__Assignment__: Across the records below, report how many lines include the word "target", stating the number alone.

__Records to use__:
§ §

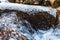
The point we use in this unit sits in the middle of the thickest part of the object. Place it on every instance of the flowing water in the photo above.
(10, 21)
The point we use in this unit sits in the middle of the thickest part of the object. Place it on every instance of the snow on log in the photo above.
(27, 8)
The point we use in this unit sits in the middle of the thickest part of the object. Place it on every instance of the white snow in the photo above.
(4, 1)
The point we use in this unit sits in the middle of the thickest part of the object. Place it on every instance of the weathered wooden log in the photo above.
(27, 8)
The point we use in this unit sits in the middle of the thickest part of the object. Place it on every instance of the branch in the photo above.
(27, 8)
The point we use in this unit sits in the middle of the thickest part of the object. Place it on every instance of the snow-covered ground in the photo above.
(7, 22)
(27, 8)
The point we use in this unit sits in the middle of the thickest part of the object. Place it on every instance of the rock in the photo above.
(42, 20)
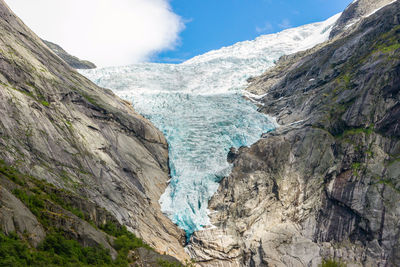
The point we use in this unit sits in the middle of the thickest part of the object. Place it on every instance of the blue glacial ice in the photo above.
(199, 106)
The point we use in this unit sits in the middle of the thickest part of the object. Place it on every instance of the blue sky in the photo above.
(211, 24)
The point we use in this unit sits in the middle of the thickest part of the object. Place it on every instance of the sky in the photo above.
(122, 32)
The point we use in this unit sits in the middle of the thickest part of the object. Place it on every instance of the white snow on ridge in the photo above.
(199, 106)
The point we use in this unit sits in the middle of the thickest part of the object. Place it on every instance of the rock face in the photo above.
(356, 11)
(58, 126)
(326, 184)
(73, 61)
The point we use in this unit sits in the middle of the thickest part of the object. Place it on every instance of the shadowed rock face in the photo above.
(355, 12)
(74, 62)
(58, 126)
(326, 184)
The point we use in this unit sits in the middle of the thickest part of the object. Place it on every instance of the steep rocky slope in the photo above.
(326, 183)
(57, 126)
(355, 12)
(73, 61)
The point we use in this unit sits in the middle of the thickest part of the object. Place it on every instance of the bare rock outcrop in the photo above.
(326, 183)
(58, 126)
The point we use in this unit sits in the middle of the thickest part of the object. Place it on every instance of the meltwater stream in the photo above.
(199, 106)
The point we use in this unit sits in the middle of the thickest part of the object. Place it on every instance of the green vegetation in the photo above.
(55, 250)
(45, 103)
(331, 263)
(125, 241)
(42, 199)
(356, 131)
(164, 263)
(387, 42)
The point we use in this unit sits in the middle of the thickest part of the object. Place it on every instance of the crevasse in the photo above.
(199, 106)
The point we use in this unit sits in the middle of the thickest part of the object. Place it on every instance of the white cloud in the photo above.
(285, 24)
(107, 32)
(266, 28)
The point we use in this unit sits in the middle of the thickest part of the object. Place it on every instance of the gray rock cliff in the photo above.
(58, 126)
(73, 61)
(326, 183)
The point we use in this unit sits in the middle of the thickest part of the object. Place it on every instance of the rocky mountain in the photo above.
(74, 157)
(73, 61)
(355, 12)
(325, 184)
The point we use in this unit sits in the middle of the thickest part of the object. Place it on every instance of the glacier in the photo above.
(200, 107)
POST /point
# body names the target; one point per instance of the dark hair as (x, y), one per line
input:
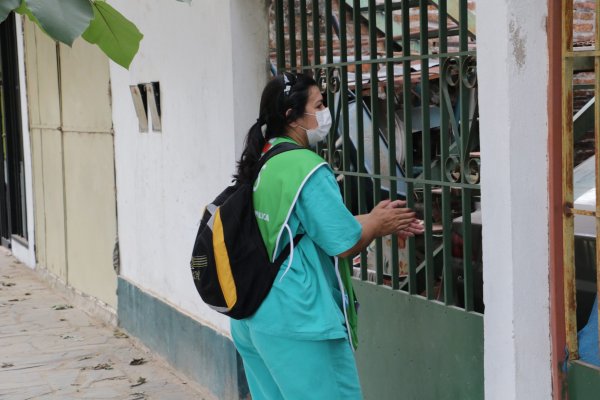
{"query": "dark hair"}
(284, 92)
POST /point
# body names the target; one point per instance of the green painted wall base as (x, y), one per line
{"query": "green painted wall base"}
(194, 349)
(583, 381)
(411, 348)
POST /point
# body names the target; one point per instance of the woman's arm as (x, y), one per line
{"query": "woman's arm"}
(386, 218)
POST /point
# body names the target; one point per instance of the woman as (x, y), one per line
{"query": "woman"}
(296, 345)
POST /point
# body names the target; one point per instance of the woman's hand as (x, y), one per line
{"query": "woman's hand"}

§ §

__Task solution__: 5